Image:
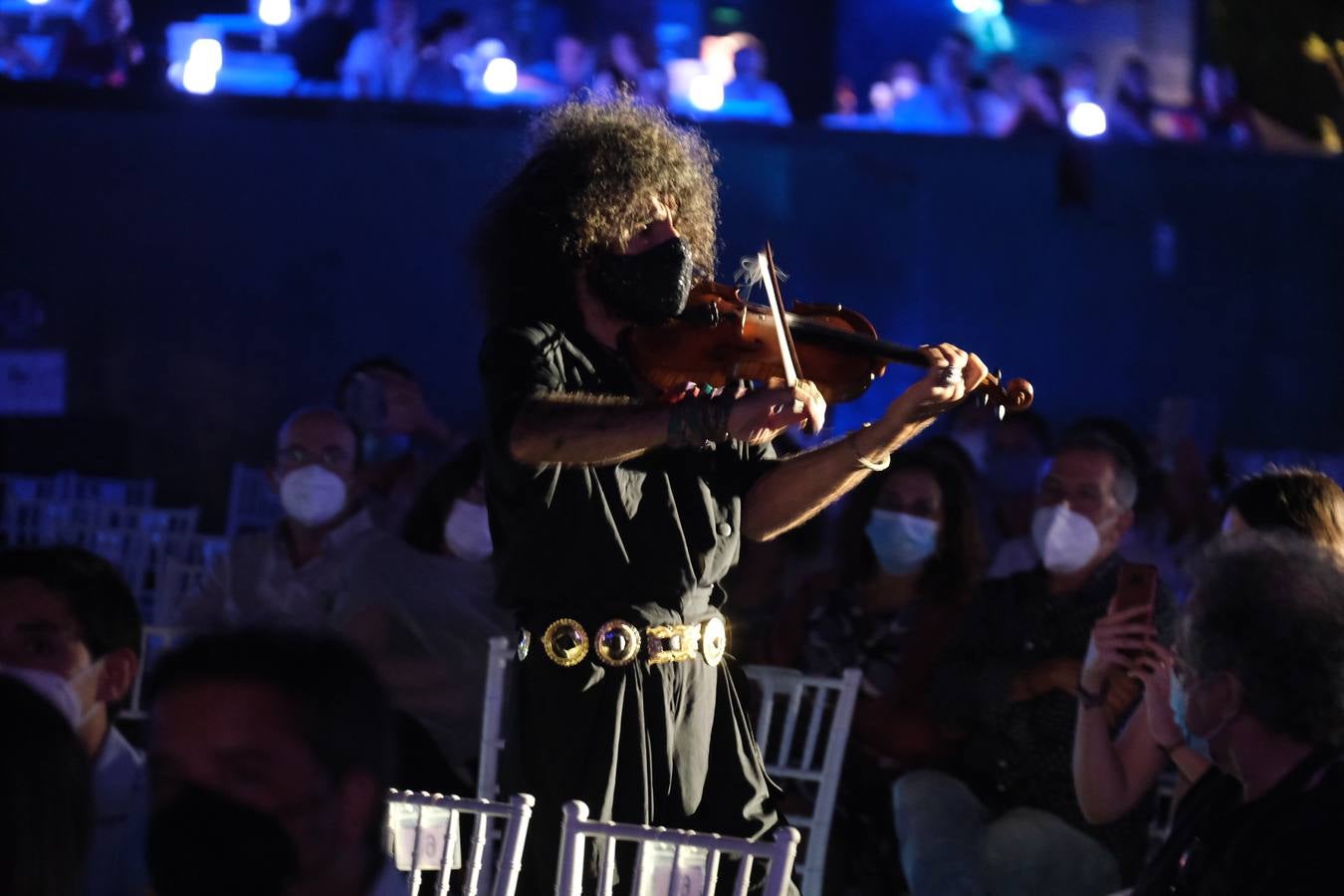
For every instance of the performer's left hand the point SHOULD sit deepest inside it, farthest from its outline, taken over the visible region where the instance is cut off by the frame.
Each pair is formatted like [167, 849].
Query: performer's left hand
[941, 388]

**THE TASK:**
Repeat the listing above exactly, with no pictures.

**RIGHT ANSWER:**
Image:
For every instance of the performer's left hand the point SHOULD sit deepest inside it, farthest from its outline, taken over the visible region where the instance is cut off by the frame.
Each pair is formatted like [167, 849].
Query: performer's left hand
[941, 388]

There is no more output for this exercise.